### Written exercise A
In the passage about task error handling, turn the paragraph that begins "However, there can be also failures" into a short list that keeps its main facts.
### Written exercise B
From the passage about task error handling, set down the stretch from "Add file referenced" through "and 0 deletions." word for word.

### Passage shown
Add file referenced from recent blog (temp)

Evolveum · Apr 15, 2021 · 3a3b8ab · 3a3b8ab
1 parent 7da55fd
commit 3a3b8ab
Showing 1 changed file with 380 additions and 0 deletions.
diff --git a/docs/synchronization/live-sync-error-handling-strategy.adoc b/docs/synchronization/live-sync-error-handling-strategy.adoc
@@ -0,0 +1,380 @@
+= Task Error Handling
+:page-wiki-name: Live sync error handling strategy HOWTO
+:page-experimental: true
+:page-since: "4.3"
+:page-toc: top
+:page-keywords: task, error, failure, error handling, error recovery
+
+== Overview
+
+During a task execution, failures can occur.footnote:[Although the words "error" and "failure"
+have their precise meaning in the engineering context, we will use them interchangeably and somehow
+freely. In this document they denote any midPoint-detected problem in processing, represented
+by appropriate operation status: either `FATAL_ERROR` or `PARTIAL_ERROR`.] Some of them affect
+the whole task. A typical example is misconfigured or unreachable resource. These failures usually
+cause the task either to suspend, or to repeat its execution at defined time.
+
+However, there can
+be also failures that are limited to individual objects. They are often caused by issues
+during provisioning of changes to a target resource. There can also be failures related
+to mapping evaluation, for example because of a programming error. Yet another class of problems
+are those related directly to the source objects, e.g. if there are major data quality issues that
+prevent these objects be processed in any reasonable way, or even technical issues preventing
+them from being fetched from the resource in the first place.
+
+This document deals with the latter ones, i.e. failures related to processing of individual objects.

[Records from a dataset]
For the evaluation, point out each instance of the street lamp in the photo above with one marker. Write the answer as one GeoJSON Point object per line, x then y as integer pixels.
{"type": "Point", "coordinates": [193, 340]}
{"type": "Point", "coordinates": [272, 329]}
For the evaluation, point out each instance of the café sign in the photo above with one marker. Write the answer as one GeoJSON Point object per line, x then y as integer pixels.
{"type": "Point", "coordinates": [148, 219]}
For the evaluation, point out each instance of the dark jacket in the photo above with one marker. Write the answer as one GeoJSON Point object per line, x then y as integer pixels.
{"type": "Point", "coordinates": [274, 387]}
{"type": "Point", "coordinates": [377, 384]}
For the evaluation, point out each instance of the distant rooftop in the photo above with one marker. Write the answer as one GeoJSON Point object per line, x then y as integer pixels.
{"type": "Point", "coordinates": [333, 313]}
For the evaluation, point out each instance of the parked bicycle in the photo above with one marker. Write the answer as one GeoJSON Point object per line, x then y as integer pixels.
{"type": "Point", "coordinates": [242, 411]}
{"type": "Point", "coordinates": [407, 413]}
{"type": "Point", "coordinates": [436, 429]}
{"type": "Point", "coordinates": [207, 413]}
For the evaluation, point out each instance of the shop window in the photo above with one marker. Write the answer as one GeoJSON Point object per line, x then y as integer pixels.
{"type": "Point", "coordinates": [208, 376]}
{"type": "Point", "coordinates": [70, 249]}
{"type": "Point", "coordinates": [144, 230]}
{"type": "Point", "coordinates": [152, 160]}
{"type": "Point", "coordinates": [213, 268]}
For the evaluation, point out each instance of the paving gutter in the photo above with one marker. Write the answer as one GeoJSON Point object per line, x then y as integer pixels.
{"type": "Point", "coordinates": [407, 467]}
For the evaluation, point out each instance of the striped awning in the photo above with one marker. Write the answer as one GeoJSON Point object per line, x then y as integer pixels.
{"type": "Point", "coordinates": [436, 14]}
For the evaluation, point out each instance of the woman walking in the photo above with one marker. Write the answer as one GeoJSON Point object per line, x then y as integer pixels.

==

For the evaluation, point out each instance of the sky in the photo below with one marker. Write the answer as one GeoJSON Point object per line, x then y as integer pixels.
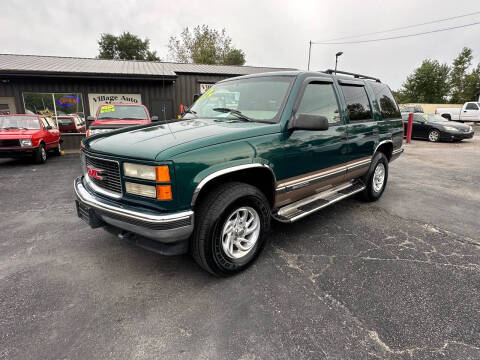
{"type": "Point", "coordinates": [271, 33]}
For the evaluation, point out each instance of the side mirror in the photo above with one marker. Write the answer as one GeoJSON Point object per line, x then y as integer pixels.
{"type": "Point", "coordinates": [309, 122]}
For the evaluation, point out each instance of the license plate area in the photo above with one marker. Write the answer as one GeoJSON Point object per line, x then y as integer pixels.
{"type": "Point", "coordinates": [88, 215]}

### Correct result A
Failures can also be limited to individual objects. They include:
- issues during provisioning of changes to a target resource, which are a frequent cause
- failures in mapping evaluation, for example from a programming error
- problems with the source objects themselves, such as major data quality issues that prevent any reasonable processing, or technical issues that prevent the objects from being fetched from the resource at all

### Correct result B
Add file referenced from recent blog (temp)

Evolveum · Apr 15, 2021 · 3a3b8ab · 3a3b8ab
1 parent 7da55fd
commit 3a3b8ab
Showing 1 changed file with 380 additions and 0 deletions.